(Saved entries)
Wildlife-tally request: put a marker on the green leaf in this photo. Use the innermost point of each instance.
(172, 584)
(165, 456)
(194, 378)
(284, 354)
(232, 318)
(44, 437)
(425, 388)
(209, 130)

Problem details. Retype each entry exactly, missing none.

Response for this exercise.
Wildlife-tally request: put a marker on the green leaf in this photo. Use the innermost point of each instance.
(172, 584)
(165, 456)
(194, 378)
(284, 354)
(232, 318)
(44, 437)
(425, 388)
(209, 130)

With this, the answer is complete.